## WORK ORDER:
Give back an exact copy of the entries beneath, minus the pictures.

## DATA LISTING:
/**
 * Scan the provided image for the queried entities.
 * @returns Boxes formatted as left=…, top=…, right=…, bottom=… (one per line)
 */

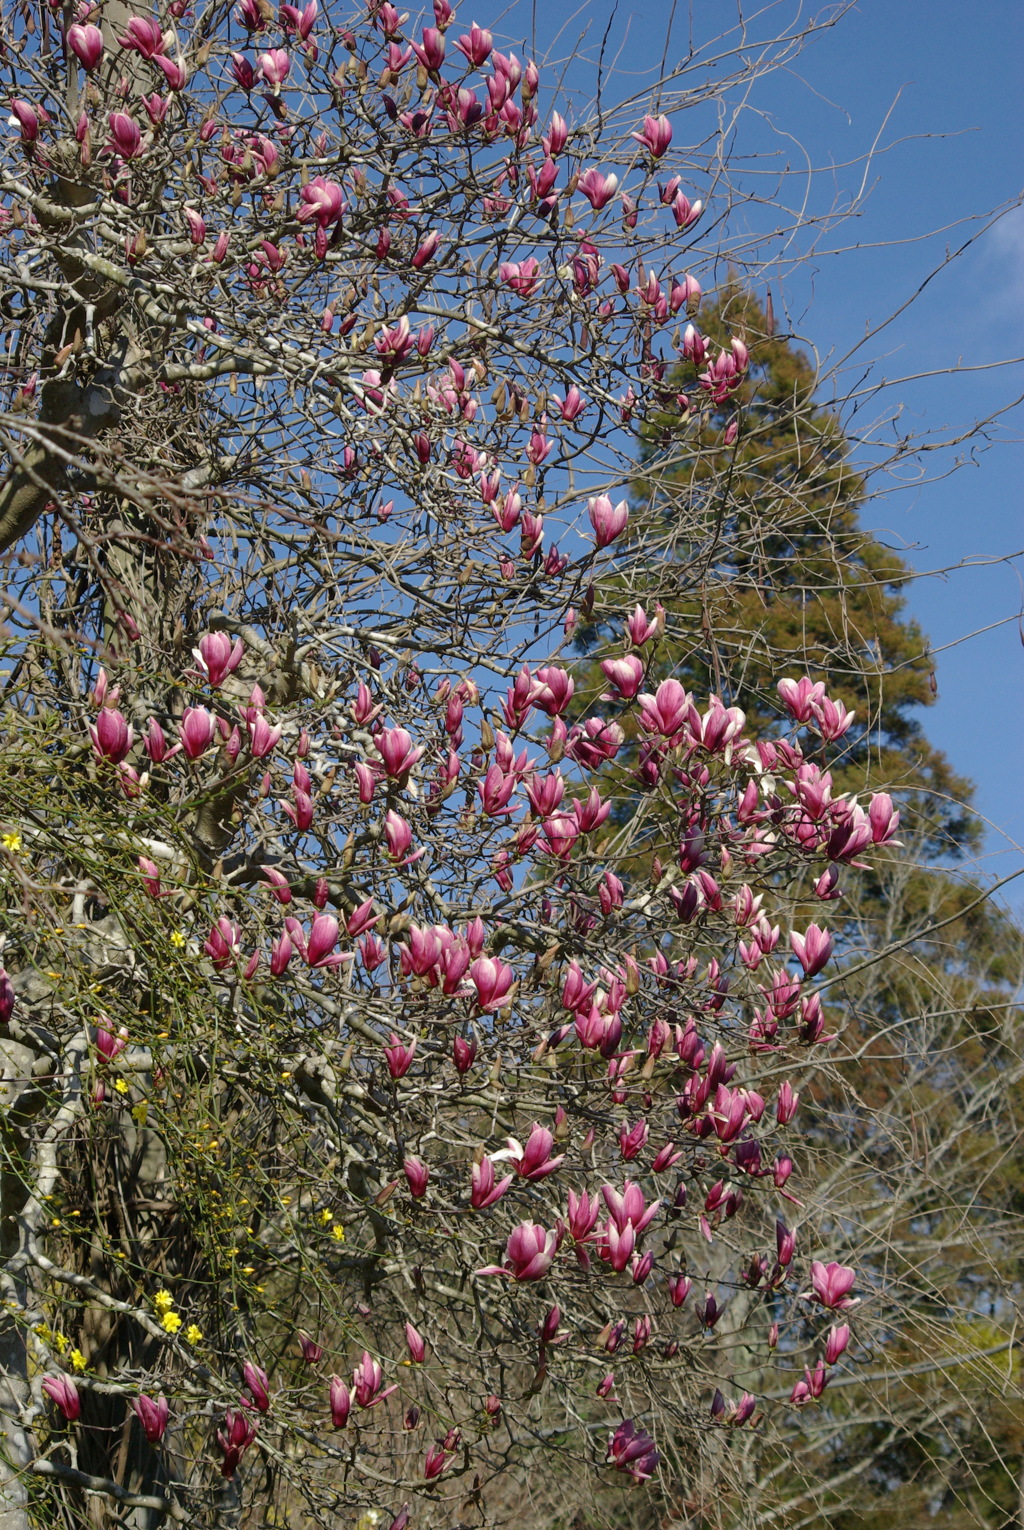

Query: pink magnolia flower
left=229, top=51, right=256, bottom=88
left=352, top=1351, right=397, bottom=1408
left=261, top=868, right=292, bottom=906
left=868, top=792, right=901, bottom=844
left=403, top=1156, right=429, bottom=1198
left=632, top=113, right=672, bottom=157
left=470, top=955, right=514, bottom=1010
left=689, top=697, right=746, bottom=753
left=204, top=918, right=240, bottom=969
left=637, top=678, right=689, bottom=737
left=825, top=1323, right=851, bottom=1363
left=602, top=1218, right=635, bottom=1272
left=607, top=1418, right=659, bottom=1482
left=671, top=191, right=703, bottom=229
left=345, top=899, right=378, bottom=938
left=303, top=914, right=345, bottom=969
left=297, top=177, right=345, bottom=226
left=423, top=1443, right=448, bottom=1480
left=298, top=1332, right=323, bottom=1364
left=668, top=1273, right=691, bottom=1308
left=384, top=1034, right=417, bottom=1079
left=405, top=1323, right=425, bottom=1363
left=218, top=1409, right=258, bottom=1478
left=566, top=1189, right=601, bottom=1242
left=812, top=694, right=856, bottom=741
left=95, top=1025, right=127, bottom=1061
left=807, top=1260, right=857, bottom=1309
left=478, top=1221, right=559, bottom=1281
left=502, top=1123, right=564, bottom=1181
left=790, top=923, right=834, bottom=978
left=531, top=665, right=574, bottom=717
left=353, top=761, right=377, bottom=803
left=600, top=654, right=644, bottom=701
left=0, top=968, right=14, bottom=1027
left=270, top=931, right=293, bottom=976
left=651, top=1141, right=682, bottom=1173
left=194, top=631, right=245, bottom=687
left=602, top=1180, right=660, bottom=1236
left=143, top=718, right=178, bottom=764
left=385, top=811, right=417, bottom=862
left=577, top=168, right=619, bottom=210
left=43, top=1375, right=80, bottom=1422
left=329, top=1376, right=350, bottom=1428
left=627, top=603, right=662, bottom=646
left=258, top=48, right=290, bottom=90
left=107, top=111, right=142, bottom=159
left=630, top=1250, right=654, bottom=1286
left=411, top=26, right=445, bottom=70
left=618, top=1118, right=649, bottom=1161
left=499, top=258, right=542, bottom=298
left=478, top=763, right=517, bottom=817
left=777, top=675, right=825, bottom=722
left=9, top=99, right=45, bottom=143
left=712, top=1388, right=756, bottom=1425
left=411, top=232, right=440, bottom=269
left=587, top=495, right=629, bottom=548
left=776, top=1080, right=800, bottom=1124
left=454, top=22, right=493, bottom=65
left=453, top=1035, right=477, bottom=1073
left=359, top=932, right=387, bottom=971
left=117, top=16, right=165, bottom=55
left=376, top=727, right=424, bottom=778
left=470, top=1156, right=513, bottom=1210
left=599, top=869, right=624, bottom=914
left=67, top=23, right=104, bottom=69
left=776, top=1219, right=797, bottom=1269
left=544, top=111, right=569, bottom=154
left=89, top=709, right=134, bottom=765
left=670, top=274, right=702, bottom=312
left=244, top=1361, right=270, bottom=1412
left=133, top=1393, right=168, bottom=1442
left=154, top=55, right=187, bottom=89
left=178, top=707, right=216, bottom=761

## TASK RESULT:
/**
 * Scan the provided image for the queried entities.
 * @returns Boxes formatted as left=…, top=…, right=…, bottom=… (one per line)
 */


Query: pink magnolia flower
left=229, top=51, right=256, bottom=88
left=352, top=1351, right=397, bottom=1408
left=261, top=868, right=292, bottom=906
left=868, top=792, right=901, bottom=844
left=403, top=1156, right=429, bottom=1198
left=632, top=113, right=672, bottom=157
left=470, top=955, right=514, bottom=1010
left=689, top=697, right=746, bottom=753
left=204, top=918, right=240, bottom=969
left=637, top=678, right=689, bottom=737
left=825, top=1323, right=851, bottom=1363
left=602, top=1218, right=635, bottom=1272
left=607, top=1418, right=659, bottom=1482
left=671, top=191, right=703, bottom=229
left=345, top=899, right=378, bottom=938
left=303, top=914, right=345, bottom=969
left=297, top=177, right=345, bottom=226
left=423, top=1443, right=448, bottom=1480
left=298, top=1332, right=323, bottom=1364
left=668, top=1273, right=691, bottom=1308
left=384, top=1034, right=417, bottom=1079
left=405, top=1323, right=425, bottom=1363
left=218, top=1409, right=258, bottom=1478
left=566, top=1189, right=601, bottom=1242
left=812, top=694, right=856, bottom=741
left=95, top=1025, right=127, bottom=1061
left=807, top=1260, right=857, bottom=1309
left=478, top=1221, right=559, bottom=1281
left=502, top=1123, right=564, bottom=1181
left=790, top=923, right=834, bottom=978
left=531, top=665, right=574, bottom=717
left=353, top=761, right=377, bottom=803
left=600, top=654, right=644, bottom=701
left=0, top=968, right=14, bottom=1027
left=270, top=931, right=293, bottom=976
left=651, top=1141, right=682, bottom=1173
left=194, top=631, right=245, bottom=687
left=602, top=1180, right=660, bottom=1236
left=143, top=718, right=178, bottom=764
left=385, top=811, right=417, bottom=862
left=577, top=168, right=619, bottom=210
left=43, top=1375, right=80, bottom=1422
left=329, top=1376, right=350, bottom=1428
left=627, top=603, right=662, bottom=646
left=258, top=48, right=290, bottom=90
left=107, top=111, right=142, bottom=159
left=630, top=1250, right=654, bottom=1286
left=411, top=26, right=445, bottom=70
left=618, top=1118, right=649, bottom=1161
left=499, top=258, right=542, bottom=298
left=478, top=763, right=517, bottom=817
left=777, top=675, right=825, bottom=722
left=9, top=99, right=45, bottom=143
left=712, top=1388, right=756, bottom=1425
left=411, top=232, right=440, bottom=269
left=587, top=495, right=629, bottom=548
left=776, top=1080, right=800, bottom=1124
left=454, top=22, right=493, bottom=65
left=453, top=1035, right=477, bottom=1073
left=359, top=932, right=387, bottom=971
left=117, top=16, right=165, bottom=55
left=376, top=727, right=424, bottom=778
left=470, top=1156, right=513, bottom=1210
left=599, top=869, right=624, bottom=914
left=67, top=23, right=104, bottom=69
left=776, top=1219, right=797, bottom=1269
left=544, top=111, right=569, bottom=154
left=89, top=709, right=134, bottom=765
left=670, top=274, right=702, bottom=312
left=244, top=1361, right=270, bottom=1412
left=133, top=1393, right=168, bottom=1442
left=154, top=55, right=187, bottom=89
left=178, top=707, right=216, bottom=761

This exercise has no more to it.